[Excerpts from segmentation records]
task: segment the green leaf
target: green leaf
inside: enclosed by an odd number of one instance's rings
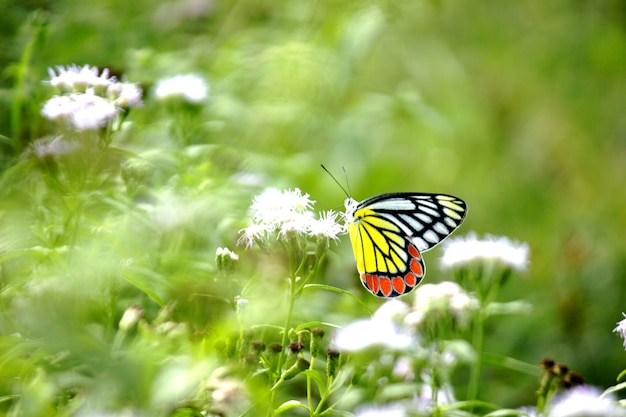
[[[307,407],[306,405],[302,404],[300,401],[296,401],[296,400],[289,400],[289,401],[285,401],[284,403],[282,403],[281,405],[279,405],[275,410],[274,410],[274,414],[280,414],[283,411],[287,411],[290,410],[292,408],[296,408],[296,407],[302,407],[306,410],[309,409],[309,407]]]
[[[335,329],[338,329],[340,327],[340,326],[337,326],[336,324],[328,323],[325,321],[309,321],[307,323],[302,323],[301,325],[297,326],[294,330],[296,332],[299,332],[304,329],[310,329],[311,327],[320,327],[320,326],[334,327]]]
[[[319,374],[319,372],[313,369],[307,369],[306,371],[303,371],[302,374],[310,377],[315,382],[320,392],[326,391],[326,384],[324,383],[324,379]]]
[[[163,276],[146,268],[133,267],[132,269],[129,268],[122,272],[122,278],[124,278],[129,284],[137,287],[148,297],[152,298],[159,306],[163,307],[165,303],[156,291],[152,289],[153,285],[145,279],[146,277],[152,278],[153,281],[164,281]]]
[[[603,393],[602,397],[605,397],[609,394],[612,394],[617,391],[621,391],[626,388],[626,382],[622,382],[621,384],[613,385],[612,387],[608,387]]]
[[[356,295],[352,294],[350,291],[346,291],[346,290],[343,290],[341,288],[337,288],[337,287],[333,287],[332,285],[325,285],[325,284],[306,284],[303,289],[305,289],[305,290],[308,290],[308,289],[327,290],[327,291],[333,291],[333,292],[337,292],[339,294],[347,295],[347,296],[352,297],[353,299],[355,299],[370,315],[374,314],[374,312],[372,310],[370,310],[367,307],[367,305],[363,301],[361,301],[361,299],[359,297],[357,297]]]
[[[530,314],[532,304],[526,301],[509,301],[507,303],[489,303],[485,308],[488,316],[496,316],[503,314]]]
[[[490,366],[509,369],[521,374],[539,376],[541,368],[539,365],[532,365],[508,356],[495,355],[493,353],[483,352],[481,355],[483,363]]]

| Request |
Put every line of the records above into a JSON list of strings, one string per line, with blank lines skipped. Leave the pictures out.

| Worked answer |
[
  "task: segment the green leaf",
  "target: green leaf",
  "inside: enclosed by an odd number of one instance's rings",
  "[[[307,407],[306,405],[302,404],[300,401],[296,401],[296,400],[289,400],[289,401],[285,401],[284,403],[282,403],[281,405],[279,405],[275,410],[274,410],[274,414],[280,414],[283,411],[287,411],[290,410],[292,408],[296,408],[296,407],[302,407],[306,410],[309,409],[309,407]]]",
  "[[[335,329],[338,329],[340,327],[340,326],[337,326],[336,324],[328,323],[325,321],[309,321],[307,323],[302,323],[301,325],[297,326],[294,330],[296,332],[299,332],[304,329],[310,329],[311,327],[320,327],[320,326],[334,327]]]",
  "[[[319,374],[319,372],[313,369],[307,369],[306,371],[303,371],[302,374],[310,377],[315,382],[320,392],[326,391],[326,384],[324,383],[324,379]]]",
  "[[[163,276],[146,268],[133,267],[132,269],[129,268],[122,272],[122,278],[124,278],[129,284],[137,287],[148,297],[152,298],[159,306],[163,307],[165,303],[156,291],[152,289],[153,285],[145,279],[146,277],[152,278],[153,281],[164,281]]]",
  "[[[603,393],[602,397],[605,397],[609,394],[612,394],[617,391],[621,391],[626,388],[626,382],[622,382],[621,384],[613,385],[612,387],[608,387]]]",
  "[[[356,295],[352,294],[350,291],[346,291],[346,290],[343,290],[341,288],[337,288],[337,287],[333,287],[332,285],[325,285],[325,284],[306,284],[303,289],[305,289],[305,290],[308,290],[308,289],[327,290],[327,291],[333,291],[333,292],[337,292],[339,294],[347,295],[347,296],[352,297],[353,299],[355,299],[370,315],[374,314],[374,312],[372,310],[370,310],[367,307],[367,305],[363,301],[361,301],[361,299],[359,297],[357,297]]]",
  "[[[530,314],[532,304],[526,301],[509,301],[507,303],[489,303],[485,308],[488,316],[496,316],[503,314]]]",
  "[[[490,366],[509,369],[521,374],[539,376],[541,368],[539,365],[532,365],[508,356],[495,355],[493,353],[483,352],[481,355],[483,363]]]"
]